##### DATASET EXTRACT
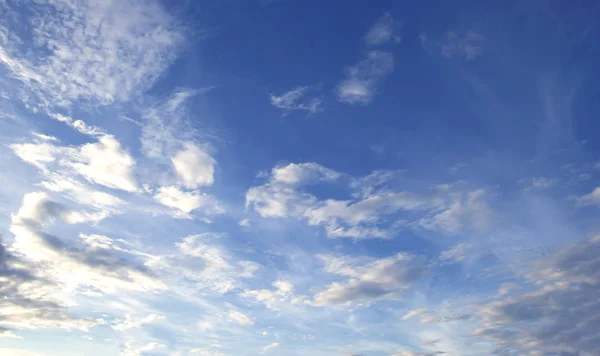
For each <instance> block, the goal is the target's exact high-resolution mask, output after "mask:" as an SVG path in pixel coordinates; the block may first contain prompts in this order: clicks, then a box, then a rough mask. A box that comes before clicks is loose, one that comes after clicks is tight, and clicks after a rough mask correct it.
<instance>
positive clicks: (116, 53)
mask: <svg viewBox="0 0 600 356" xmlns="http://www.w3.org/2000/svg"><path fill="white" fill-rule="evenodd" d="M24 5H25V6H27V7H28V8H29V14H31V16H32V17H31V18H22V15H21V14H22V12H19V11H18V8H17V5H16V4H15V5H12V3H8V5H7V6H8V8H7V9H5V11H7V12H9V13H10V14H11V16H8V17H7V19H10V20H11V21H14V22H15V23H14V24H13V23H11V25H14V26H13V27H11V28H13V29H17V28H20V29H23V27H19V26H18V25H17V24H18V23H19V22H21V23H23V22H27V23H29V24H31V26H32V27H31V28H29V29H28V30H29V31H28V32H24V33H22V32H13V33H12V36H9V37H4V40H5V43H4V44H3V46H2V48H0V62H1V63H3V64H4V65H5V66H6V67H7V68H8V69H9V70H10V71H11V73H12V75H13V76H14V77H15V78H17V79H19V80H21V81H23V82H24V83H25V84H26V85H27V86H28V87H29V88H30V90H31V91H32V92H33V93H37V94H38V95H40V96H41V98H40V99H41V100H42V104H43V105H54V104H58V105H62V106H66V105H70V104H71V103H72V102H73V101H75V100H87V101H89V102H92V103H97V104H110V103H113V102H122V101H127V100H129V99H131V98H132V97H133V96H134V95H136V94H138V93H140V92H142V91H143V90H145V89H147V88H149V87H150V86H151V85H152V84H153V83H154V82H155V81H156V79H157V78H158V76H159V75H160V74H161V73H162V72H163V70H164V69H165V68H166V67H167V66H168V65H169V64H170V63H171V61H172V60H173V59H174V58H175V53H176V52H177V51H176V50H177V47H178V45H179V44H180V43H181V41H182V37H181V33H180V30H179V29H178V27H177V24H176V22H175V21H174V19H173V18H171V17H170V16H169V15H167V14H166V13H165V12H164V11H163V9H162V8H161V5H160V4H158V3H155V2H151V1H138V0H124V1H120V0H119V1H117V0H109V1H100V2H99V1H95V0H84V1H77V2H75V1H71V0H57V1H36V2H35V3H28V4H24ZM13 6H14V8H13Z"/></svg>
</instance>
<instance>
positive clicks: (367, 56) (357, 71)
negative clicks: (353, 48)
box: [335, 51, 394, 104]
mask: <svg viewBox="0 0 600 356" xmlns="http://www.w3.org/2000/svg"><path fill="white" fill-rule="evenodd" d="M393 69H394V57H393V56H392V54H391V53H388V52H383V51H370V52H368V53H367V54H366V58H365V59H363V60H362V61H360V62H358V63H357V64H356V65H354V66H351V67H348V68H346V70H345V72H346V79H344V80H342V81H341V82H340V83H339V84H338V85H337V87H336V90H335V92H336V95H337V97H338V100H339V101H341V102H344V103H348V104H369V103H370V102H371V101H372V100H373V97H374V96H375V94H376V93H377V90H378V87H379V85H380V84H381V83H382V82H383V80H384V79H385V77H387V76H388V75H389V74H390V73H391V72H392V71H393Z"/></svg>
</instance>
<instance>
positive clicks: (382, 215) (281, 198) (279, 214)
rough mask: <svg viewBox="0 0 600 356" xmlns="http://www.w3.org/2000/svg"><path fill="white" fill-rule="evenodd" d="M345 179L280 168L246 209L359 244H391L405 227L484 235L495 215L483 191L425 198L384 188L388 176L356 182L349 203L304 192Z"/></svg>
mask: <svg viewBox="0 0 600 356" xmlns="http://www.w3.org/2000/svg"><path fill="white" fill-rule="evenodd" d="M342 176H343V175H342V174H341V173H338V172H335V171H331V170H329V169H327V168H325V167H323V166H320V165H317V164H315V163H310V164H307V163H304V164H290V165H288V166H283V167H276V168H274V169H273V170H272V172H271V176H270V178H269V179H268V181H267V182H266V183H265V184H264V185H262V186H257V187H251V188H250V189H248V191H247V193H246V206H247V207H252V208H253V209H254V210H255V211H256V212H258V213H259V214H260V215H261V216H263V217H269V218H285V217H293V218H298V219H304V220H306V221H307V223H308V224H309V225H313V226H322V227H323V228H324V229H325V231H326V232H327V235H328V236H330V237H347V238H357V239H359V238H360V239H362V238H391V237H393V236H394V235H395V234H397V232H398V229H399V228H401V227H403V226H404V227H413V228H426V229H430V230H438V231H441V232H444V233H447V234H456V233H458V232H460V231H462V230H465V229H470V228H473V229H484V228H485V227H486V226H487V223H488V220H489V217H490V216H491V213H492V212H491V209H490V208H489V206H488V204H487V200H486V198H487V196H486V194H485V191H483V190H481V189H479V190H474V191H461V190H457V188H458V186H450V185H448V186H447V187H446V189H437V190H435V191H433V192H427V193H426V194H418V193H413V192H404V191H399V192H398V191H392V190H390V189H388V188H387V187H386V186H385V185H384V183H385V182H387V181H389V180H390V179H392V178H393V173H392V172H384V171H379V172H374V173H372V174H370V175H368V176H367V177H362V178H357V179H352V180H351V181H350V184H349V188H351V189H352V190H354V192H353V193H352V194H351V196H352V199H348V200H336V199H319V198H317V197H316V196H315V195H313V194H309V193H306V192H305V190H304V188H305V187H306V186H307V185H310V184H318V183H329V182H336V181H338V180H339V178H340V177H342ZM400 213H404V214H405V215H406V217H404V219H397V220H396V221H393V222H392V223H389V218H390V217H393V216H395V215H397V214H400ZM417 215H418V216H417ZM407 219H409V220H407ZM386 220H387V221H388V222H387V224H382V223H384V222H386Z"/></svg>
##########
[PROBLEM DETAILS] Your task is to repeat the data above exactly while excluding the pictures.

[WRITTEN RESPONSE]
For each <instance> block, the goal is the target's exact high-resolution mask, output after "mask:" as an SVG path in pixel coordinates; the block may first contain prompts in this order: clicks, then a box, then a rough mask. A box that comes before clicks is loose, one that comes after clicks is tight, and clicks after a rough mask correct it.
<instance>
positive clicks: (116, 53)
mask: <svg viewBox="0 0 600 356" xmlns="http://www.w3.org/2000/svg"><path fill="white" fill-rule="evenodd" d="M24 5H25V6H27V7H28V8H29V14H31V16H32V17H31V18H22V15H21V14H22V12H19V11H18V8H17V5H16V4H15V5H12V3H8V5H7V6H8V8H7V9H5V11H7V12H9V13H10V14H11V16H8V17H7V19H10V20H11V21H14V22H15V23H14V24H13V23H11V25H14V26H13V27H11V28H13V29H17V28H20V29H23V27H19V26H18V25H17V24H18V23H19V22H21V23H23V22H27V23H29V24H31V26H32V27H31V28H29V29H28V30H29V31H28V32H24V33H22V32H13V33H12V36H9V37H4V40H5V43H4V44H3V46H2V48H0V62H1V63H3V64H4V65H5V66H6V67H7V68H8V69H9V70H10V71H11V73H12V75H13V76H14V77H15V78H17V79H19V80H21V81H23V82H24V83H25V84H26V85H27V86H28V87H29V88H30V90H31V91H32V92H33V93H37V94H38V95H40V96H41V98H40V99H41V100H42V104H43V105H54V104H58V105H62V106H66V105H70V104H71V103H72V102H73V101H75V100H87V101H89V102H92V103H97V104H110V103H113V102H122V101H127V100H129V99H131V98H132V97H133V96H134V95H136V94H138V93H140V92H142V91H143V90H145V89H147V88H149V87H150V86H151V85H152V84H153V83H154V82H155V81H156V79H157V78H158V76H159V75H160V74H161V73H162V72H163V70H164V69H165V68H166V67H167V66H168V65H169V64H170V63H171V61H172V60H173V59H174V58H175V53H176V52H177V51H176V50H177V47H178V45H179V44H180V43H181V41H182V37H181V33H180V30H179V29H178V27H177V24H176V22H175V21H174V19H173V18H171V17H170V16H169V15H167V14H166V13H165V12H164V11H163V9H162V8H161V5H160V4H158V3H155V2H151V1H138V0H124V1H120V0H119V1H117V0H109V1H100V2H99V1H95V0H84V1H77V2H75V1H71V0H57V1H36V2H35V3H28V4H24ZM13 6H14V8H13Z"/></svg>
</instance>
<instance>
positive clicks: (367, 56) (357, 71)
negative clicks: (353, 48)
box: [335, 51, 394, 104]
mask: <svg viewBox="0 0 600 356" xmlns="http://www.w3.org/2000/svg"><path fill="white" fill-rule="evenodd" d="M393 69H394V57H393V56H392V54H391V53H388V52H383V51H370V52H368V53H367V54H366V58H365V59H363V60H362V61H360V62H358V63H357V64H356V65H354V66H351V67H348V68H346V70H345V72H346V79H344V80H342V81H341V82H340V83H339V84H338V85H337V87H336V90H335V92H336V95H337V97H338V100H339V101H341V102H344V103H348V104H369V103H370V102H371V101H372V100H373V97H374V96H375V94H376V93H377V90H378V87H379V85H380V84H381V83H382V82H383V80H384V79H385V77H387V76H388V75H389V74H390V73H391V72H392V71H393Z"/></svg>
</instance>
<instance>
positive clicks: (382, 215) (281, 198) (279, 214)
rough mask: <svg viewBox="0 0 600 356" xmlns="http://www.w3.org/2000/svg"><path fill="white" fill-rule="evenodd" d="M345 179L280 168L246 209L359 244H391L405 227L484 235L495 215L483 191L425 198L384 188L388 176L356 182L349 203L304 192Z"/></svg>
mask: <svg viewBox="0 0 600 356" xmlns="http://www.w3.org/2000/svg"><path fill="white" fill-rule="evenodd" d="M342 176H343V175H342V174H341V173H338V172H335V171H331V170H329V169H327V168H325V167H323V166H320V165H317V164H315V163H310V164H307V163H304V164H290V165H288V166H283V167H276V168H274V169H273V170H272V172H271V176H270V178H269V179H268V181H267V182H266V183H265V184H264V185H262V186H257V187H251V188H250V189H248V191H247V193H246V206H247V207H252V208H253V209H254V210H255V211H256V212H258V213H259V214H260V215H261V216H263V217H269V218H285V217H293V218H298V219H304V220H306V221H307V223H308V224H309V225H313V226H322V227H323V228H324V229H325V231H326V232H327V235H328V236H330V237H347V238H357V239H359V238H360V239H362V238H391V237H393V236H394V235H395V234H397V232H398V229H399V228H401V227H403V226H404V227H413V228H426V229H430V230H438V231H441V232H444V233H447V234H456V233H458V232H460V231H462V230H465V229H470V228H473V229H484V228H485V227H486V226H487V223H488V220H489V217H490V216H491V213H492V212H491V209H490V208H489V206H488V204H487V200H486V198H487V196H486V194H485V191H483V190H481V189H479V190H474V191H461V190H457V188H458V186H450V185H448V186H447V187H446V189H437V190H435V191H433V192H427V193H426V194H418V193H413V192H404V191H399V192H398V191H392V190H390V189H388V188H387V187H386V186H385V185H384V183H385V182H387V181H389V180H390V179H392V178H393V173H392V172H384V171H379V172H374V173H372V174H370V175H368V176H367V177H362V178H357V179H352V180H351V181H350V184H349V188H351V189H352V190H354V192H353V193H352V194H351V196H352V199H348V200H336V199H319V198H317V197H316V196H315V195H313V194H309V193H306V192H305V190H304V188H305V187H306V186H307V185H310V184H318V183H329V182H336V181H338V180H339V178H340V177H342ZM400 213H404V214H405V215H406V217H404V219H397V220H396V221H393V222H392V223H389V218H390V217H393V216H395V215H397V214H400ZM417 215H418V216H417ZM407 219H409V220H407ZM386 220H387V221H388V222H387V224H382V223H384V222H386Z"/></svg>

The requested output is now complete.